Problem to work on: Switch each "dirt ground" in the listing below to "muddy ground" and write out the lines again with nothing else changed.
::::::::::
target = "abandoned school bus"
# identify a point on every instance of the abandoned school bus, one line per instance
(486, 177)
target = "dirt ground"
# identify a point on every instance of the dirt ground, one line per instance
::::::::::
Full output:
target = "abandoned school bus"
# identify a point on every instance of the abandoned school bus, one line per instance
(486, 177)
target = "muddy ground"
# identify a point on every instance of the muddy ground, one line per instance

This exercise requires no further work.